## TASKS FOR THIS EXERCISE
**1.** Say whether each statement agrees with the IPC benchmarking assignment: (a) the pipe system call creates a bi-directional channel; (b) datagram sockets provide checksums; (c) the more precise way of measuring time is to be used in the later experiments. Give yes or no for each, with the deciding words quoted from the assignment.
**2.** Please summarize the IPC benchmarking assignment in two sentences.

## PROVIDED PASSAGE

+-------+

|
UNIVERSITY OF WISCONSIN-MADISON
Computer Sciences Department |
|
CS 736
Fall 2004
|
|
Barton Miller |
Paper Assignment 1: Benchmarking Interprocess Communications
(Assigned: Wednesday, September 8)
(Due: Wednesday, September 22, 4pm)
Description
The goal of this assignment is to get some experience doing benchmarking
by measuring the performance of various operating system and
interprocess communication mechanisms.
You will design various experiments, build simple tools, and carry out
a methodical experiment, summarize the results, and draw conclusions.
Be careful!
Benchmarking is a subtle and tricky business; things that look simple on
first glance will often turn out to be quite intricate.
The Communication Mechanisms
- Unix Pipe:
The most basic of IPC mechanisms on UNIX is the pipe; it has been around
since the earliest versions of UNIX.
The
pipe
system call is executed by a process to create both ends of a uni-directional
communication channel.
This channel is a stream of bytes that insures ordering and correct
delivery.
The pipe, when combined with a
fork operation, allows two processes to pass messages.
The
socketpair operation will create a bi-directional channel
that is equivalent to two pipes.
- Internet (INET) Stream Sockets:
The stream socket, based on TCP/IP, is the backbone of the Internet.
These sockets can be used for remote (inter-host) and local communication,
providing much the same abstraction as a pipe: a reliable, ordered byte
stream.
Almost every operating system supports communication over these sockets.
- Internet (INET) Datagram Sockets:
The datagram socket is based on the UDP protocol. As with the stream socket,
it can be used for remote (inter-host) and local communication.
It provides a message abstraction instead of a stream. In addition, it
does not provide reliability or message ordering guarantees.
However it does provide checksums so that if a message is delivered, it's
contents are intact.
As a simpler protocol, should have less overhead.
NB: Datagram sockets can (and will) experience packet loss. Your experimental
set-up must be designed to tolerate such loss.
The Measurements
Choose a version of the Unix operating system.
This system can be any version that you have available to you (Solaris, Linux,
AIX, Windows, MacOS X, or whatever).
On this platform, you will measure the follow features:
-
Clock precision:
The operating system and hardware provide various ways to measure time.
Identify two ways of measuring elapsed time and determine the resolution
(precision) of the clock.
One way to do this is to read the clock value at the start and end of
a simple loop.
Start with a single loop iteration, then
increase the iteration count of the loop until the difference between
the before and after samples is greater than zero.
Try to get the smallest non-zero positive difference.
If a single iteration of a loop takes too much time, try
putting simple statements between the two timer calls.
Repeat this test for each of the two way that you measure time.
Use the more precise way in the rest of your experiments.
-
Trivial kernel call:
Choose a simple kernel call such getpid
to measure and compare the elapsed time to perform the calls.
Choose one or two other kernel calls that you suspect perform
trivial operations, and
measure the time to perform these.

+-------+

## MATERIAL SHOWN
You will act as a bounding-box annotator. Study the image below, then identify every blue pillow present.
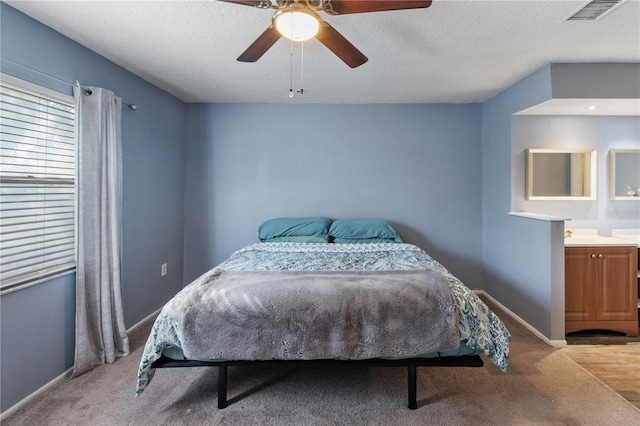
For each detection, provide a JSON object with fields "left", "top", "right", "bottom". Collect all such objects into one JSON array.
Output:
[
  {"left": 258, "top": 217, "right": 331, "bottom": 241},
  {"left": 329, "top": 219, "right": 403, "bottom": 243},
  {"left": 332, "top": 238, "right": 397, "bottom": 244}
]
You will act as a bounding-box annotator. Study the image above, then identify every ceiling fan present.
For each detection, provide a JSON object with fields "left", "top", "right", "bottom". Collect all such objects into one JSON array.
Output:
[{"left": 220, "top": 0, "right": 432, "bottom": 68}]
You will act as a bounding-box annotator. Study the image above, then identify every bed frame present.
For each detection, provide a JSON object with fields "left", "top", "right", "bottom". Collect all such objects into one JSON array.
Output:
[{"left": 151, "top": 355, "right": 484, "bottom": 410}]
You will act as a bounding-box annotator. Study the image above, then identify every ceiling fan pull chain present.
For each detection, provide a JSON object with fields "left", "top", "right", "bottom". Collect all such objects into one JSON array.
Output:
[
  {"left": 289, "top": 36, "right": 293, "bottom": 98},
  {"left": 298, "top": 42, "right": 304, "bottom": 95}
]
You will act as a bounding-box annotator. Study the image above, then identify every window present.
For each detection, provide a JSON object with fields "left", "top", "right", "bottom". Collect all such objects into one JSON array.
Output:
[{"left": 0, "top": 75, "right": 76, "bottom": 291}]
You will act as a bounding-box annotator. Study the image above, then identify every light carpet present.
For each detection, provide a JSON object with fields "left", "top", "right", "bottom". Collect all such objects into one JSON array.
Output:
[{"left": 2, "top": 307, "right": 640, "bottom": 426}]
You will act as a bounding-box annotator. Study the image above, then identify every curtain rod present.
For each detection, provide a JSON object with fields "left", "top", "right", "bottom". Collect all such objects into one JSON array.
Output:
[{"left": 2, "top": 58, "right": 138, "bottom": 111}]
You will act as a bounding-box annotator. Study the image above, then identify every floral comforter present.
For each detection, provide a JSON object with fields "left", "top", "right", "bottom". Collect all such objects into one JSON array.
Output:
[{"left": 136, "top": 243, "right": 511, "bottom": 395}]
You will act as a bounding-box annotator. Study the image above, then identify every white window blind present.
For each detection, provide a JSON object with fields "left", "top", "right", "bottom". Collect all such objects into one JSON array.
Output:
[{"left": 0, "top": 79, "right": 76, "bottom": 290}]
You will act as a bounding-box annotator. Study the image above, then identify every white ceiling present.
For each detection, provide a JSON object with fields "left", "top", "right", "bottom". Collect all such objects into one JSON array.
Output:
[{"left": 5, "top": 0, "right": 640, "bottom": 104}]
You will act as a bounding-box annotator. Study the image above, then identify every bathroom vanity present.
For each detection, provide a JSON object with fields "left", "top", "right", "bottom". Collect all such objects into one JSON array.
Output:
[{"left": 565, "top": 229, "right": 639, "bottom": 336}]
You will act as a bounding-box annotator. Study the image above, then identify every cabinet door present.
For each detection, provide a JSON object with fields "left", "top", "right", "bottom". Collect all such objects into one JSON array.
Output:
[
  {"left": 596, "top": 247, "right": 637, "bottom": 321},
  {"left": 564, "top": 247, "right": 598, "bottom": 322}
]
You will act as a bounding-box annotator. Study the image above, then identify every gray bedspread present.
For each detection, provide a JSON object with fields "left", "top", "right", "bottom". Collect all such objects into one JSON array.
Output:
[{"left": 178, "top": 269, "right": 460, "bottom": 360}]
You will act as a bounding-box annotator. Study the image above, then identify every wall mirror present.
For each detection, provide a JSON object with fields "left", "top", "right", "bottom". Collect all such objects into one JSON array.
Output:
[
  {"left": 525, "top": 149, "right": 596, "bottom": 200},
  {"left": 609, "top": 149, "right": 640, "bottom": 201}
]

+-------+

## THE RESPONSES
**1.**
(a) No: "create both ends of a uni-directional communication channel."
(b) Yes: "it does provide checksums"
(c) Yes: "Use the more precise way in the rest of your experiments."

**2.** The assignment asks for benchmarking the performance of operating system and interprocess communication mechanisms (Unix pipes and Internet stream and datagram sockets) on a chosen version of Unix. The measurements cover clock precision, found by timing a simple loop with two ways of measuring elapsed time, and the elapsed time of trivial kernel calls such as getpid.